> **What to produce**
Reproduce every entry exactly, without alteration.

Collected data:
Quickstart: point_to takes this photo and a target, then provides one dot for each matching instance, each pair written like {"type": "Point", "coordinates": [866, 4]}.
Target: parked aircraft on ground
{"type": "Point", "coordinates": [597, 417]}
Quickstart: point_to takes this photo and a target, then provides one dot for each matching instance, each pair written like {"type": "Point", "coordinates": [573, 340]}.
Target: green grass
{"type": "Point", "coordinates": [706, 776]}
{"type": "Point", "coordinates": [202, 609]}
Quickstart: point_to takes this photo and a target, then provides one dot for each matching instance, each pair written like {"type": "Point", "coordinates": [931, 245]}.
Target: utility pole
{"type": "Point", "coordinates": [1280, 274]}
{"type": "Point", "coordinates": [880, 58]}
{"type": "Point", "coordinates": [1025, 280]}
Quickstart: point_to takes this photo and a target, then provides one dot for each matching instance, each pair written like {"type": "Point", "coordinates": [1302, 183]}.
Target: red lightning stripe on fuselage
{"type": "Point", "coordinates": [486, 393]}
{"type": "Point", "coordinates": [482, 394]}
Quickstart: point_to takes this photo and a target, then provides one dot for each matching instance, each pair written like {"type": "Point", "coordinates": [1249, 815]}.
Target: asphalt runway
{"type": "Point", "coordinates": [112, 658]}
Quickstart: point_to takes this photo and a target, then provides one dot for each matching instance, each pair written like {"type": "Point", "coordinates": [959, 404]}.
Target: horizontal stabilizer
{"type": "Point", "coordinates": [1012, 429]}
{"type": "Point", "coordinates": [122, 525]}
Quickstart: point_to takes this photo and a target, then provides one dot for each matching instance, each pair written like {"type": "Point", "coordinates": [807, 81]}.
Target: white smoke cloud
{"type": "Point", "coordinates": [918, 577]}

> **Output for this task**
Quickstart: point_to takes this photo and a target, then provides one dot for each matching instance, each pair written like {"type": "Point", "coordinates": [866, 4]}.
Target: parked aircraft on ground
{"type": "Point", "coordinates": [597, 417]}
Quickstart: point_to takes this photo and a target, then provides one dot for each matching instance, each pair written like {"type": "Point", "coordinates": [573, 340]}.
Target: green grass
{"type": "Point", "coordinates": [706, 776]}
{"type": "Point", "coordinates": [202, 609]}
Quickstart: point_to takes this photo and a target, then provides one dot for each matching instance, each pair written like {"type": "Point", "coordinates": [931, 245]}.
Target: utility pole
{"type": "Point", "coordinates": [1280, 274]}
{"type": "Point", "coordinates": [880, 58]}
{"type": "Point", "coordinates": [1025, 280]}
Quickstart: point_to takes this photo and a target, then provides one dot for each matching instance, each pair written like {"type": "Point", "coordinates": [1302, 183]}.
Target: red lightning stripe on fuselage
{"type": "Point", "coordinates": [486, 393]}
{"type": "Point", "coordinates": [482, 394]}
Quickstart: point_to takes this photo and a target, then provides one dot for each matching instance, each pair written like {"type": "Point", "coordinates": [1249, 815]}.
Target: asphalt runway
{"type": "Point", "coordinates": [112, 658]}
Quickstart: point_to takes this photo and a target, then provides one dot for each matching instance, each pair written like {"type": "Point", "coordinates": [959, 404]}.
Target: horizontal stabilizer
{"type": "Point", "coordinates": [1012, 429]}
{"type": "Point", "coordinates": [122, 525]}
Quickstart: point_to takes this photo and a target, then provides one dot for each matching instance, each pair written like {"type": "Point", "coordinates": [807, 81]}.
Target: white smoke cloud
{"type": "Point", "coordinates": [918, 577]}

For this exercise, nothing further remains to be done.